Collection entries:
# # #

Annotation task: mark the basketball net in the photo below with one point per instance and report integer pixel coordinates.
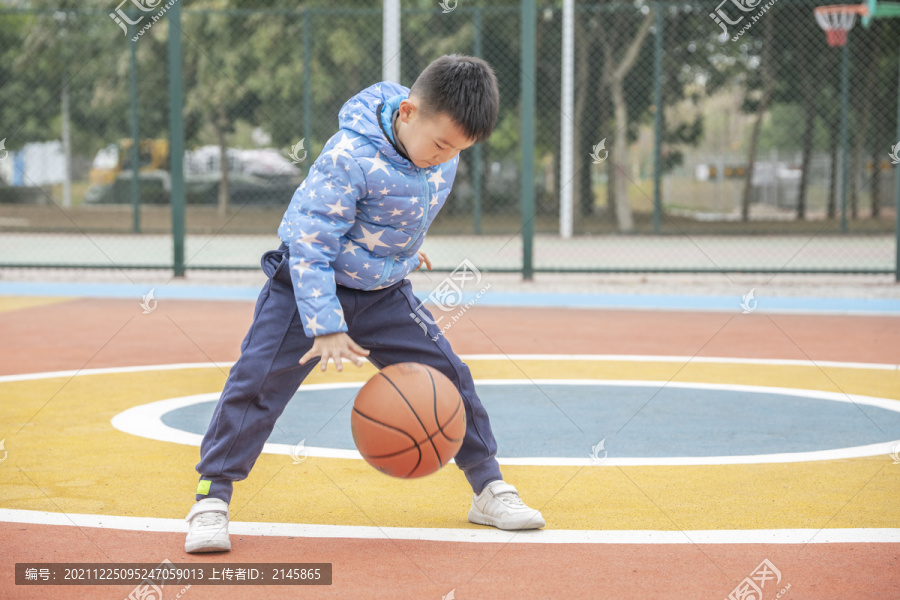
(837, 20)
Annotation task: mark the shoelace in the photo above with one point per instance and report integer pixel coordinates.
(210, 520)
(510, 498)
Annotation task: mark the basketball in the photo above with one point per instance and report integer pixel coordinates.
(408, 421)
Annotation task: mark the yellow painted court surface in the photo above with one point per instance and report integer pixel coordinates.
(69, 458)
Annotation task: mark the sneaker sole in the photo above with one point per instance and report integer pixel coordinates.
(479, 518)
(208, 546)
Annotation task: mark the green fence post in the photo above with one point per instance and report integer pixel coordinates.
(176, 138)
(307, 96)
(897, 195)
(476, 150)
(135, 145)
(527, 115)
(845, 166)
(657, 118)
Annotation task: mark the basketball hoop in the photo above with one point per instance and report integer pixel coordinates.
(838, 19)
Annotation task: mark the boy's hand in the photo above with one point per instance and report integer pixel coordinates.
(423, 260)
(336, 347)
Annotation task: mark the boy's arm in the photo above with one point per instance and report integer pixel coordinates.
(322, 210)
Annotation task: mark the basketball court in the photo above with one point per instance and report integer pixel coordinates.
(680, 441)
(674, 450)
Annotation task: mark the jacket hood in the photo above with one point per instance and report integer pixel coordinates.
(369, 113)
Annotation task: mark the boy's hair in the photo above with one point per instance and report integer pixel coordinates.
(462, 87)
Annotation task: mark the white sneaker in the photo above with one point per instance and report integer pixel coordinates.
(499, 505)
(208, 527)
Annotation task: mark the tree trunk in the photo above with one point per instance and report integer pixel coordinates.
(875, 184)
(614, 76)
(808, 132)
(865, 124)
(220, 123)
(582, 85)
(768, 80)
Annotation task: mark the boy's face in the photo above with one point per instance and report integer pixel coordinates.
(428, 141)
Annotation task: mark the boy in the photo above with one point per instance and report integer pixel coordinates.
(337, 286)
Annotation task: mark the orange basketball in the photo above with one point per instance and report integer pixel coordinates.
(408, 420)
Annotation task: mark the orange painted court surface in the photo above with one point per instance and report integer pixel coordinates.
(614, 530)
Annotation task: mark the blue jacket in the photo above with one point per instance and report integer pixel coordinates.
(361, 213)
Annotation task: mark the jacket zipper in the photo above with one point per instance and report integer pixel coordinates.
(427, 201)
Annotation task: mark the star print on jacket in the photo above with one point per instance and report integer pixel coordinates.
(344, 224)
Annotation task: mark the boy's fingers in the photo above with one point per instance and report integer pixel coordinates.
(358, 349)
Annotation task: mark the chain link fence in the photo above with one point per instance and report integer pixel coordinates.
(698, 145)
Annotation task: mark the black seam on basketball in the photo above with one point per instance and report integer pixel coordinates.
(365, 416)
(408, 448)
(413, 411)
(436, 418)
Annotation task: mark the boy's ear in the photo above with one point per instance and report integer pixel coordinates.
(407, 108)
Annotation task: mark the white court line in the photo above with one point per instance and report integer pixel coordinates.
(542, 536)
(146, 421)
(548, 357)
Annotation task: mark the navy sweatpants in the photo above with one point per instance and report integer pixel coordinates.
(268, 373)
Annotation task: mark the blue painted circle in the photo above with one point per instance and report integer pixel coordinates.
(551, 420)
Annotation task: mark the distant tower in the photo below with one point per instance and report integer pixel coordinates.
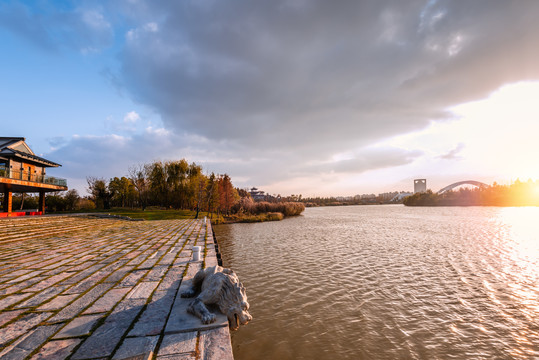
(420, 185)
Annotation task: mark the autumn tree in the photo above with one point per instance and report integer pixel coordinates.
(138, 174)
(98, 190)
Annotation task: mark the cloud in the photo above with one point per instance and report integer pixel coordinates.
(131, 117)
(316, 77)
(453, 154)
(289, 89)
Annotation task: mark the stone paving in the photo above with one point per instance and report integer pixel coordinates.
(77, 287)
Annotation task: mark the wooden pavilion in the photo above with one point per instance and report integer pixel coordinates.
(22, 171)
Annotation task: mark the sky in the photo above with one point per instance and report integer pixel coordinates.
(319, 98)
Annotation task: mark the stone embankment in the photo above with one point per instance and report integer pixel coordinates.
(74, 287)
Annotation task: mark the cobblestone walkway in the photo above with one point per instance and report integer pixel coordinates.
(75, 287)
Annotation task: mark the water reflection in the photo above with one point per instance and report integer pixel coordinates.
(389, 282)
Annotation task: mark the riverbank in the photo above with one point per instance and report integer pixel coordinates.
(83, 287)
(244, 216)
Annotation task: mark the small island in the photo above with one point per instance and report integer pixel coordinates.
(516, 194)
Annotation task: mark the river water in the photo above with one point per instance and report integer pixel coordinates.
(389, 282)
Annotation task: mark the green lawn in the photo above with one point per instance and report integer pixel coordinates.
(153, 214)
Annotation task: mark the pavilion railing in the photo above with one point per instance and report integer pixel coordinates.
(26, 176)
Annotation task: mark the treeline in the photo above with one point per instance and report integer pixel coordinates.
(517, 194)
(179, 185)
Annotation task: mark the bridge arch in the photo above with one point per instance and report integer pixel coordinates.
(465, 182)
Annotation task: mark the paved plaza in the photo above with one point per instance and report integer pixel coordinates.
(80, 287)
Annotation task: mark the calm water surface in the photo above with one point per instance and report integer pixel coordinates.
(388, 282)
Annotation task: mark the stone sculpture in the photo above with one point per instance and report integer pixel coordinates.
(221, 287)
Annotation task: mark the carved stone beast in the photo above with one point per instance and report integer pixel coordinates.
(219, 286)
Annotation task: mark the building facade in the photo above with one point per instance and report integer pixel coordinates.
(22, 171)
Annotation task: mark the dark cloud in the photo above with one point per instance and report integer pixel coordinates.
(344, 73)
(274, 90)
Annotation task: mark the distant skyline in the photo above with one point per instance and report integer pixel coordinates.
(294, 97)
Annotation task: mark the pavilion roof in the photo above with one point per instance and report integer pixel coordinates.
(16, 147)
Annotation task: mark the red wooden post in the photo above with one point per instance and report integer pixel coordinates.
(8, 201)
(42, 202)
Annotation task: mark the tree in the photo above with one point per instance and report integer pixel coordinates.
(119, 190)
(212, 194)
(227, 194)
(71, 198)
(97, 188)
(138, 175)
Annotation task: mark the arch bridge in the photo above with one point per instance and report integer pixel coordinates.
(465, 182)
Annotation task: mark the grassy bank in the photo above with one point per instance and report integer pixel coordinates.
(170, 214)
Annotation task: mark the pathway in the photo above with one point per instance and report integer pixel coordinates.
(74, 287)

# # #

| Exercise requirements |
Set down, exactly and in full, the lines from the one containing "Annotation task: mark the dark" through the end of the entries; no other line belongs.

| Output |
Annotation task: mark the dark cloud in the photo above with one point per instance and report integer pixel coordinates.
(344, 73)
(274, 90)
Annotation task: mark the distant skyline in the photo above with one point per instance and report integer pixel coordinates.
(294, 97)
Annotation task: mark the pavilion roof in the photo above with one point per instance and report integer pixel coordinates.
(16, 147)
Annotation task: mark the red wooden post in the photo above with one point per instance and report integer pixel coordinates.
(8, 201)
(42, 202)
Annotation task: mark the tree in the photo above with one point per instance and report integer pixel coordinates.
(119, 190)
(212, 194)
(227, 194)
(71, 198)
(97, 188)
(138, 175)
Annotation task: mark the arch bridge in the photo above with one point per instance and report integer pixel coordinates.
(465, 182)
Annotation task: mark the grassy bank in the photo above with one point per instance and report integer pixel coordinates.
(170, 214)
Annotation task: mark the pathway in the photo above with one point per instance and report integer pixel coordinates.
(74, 287)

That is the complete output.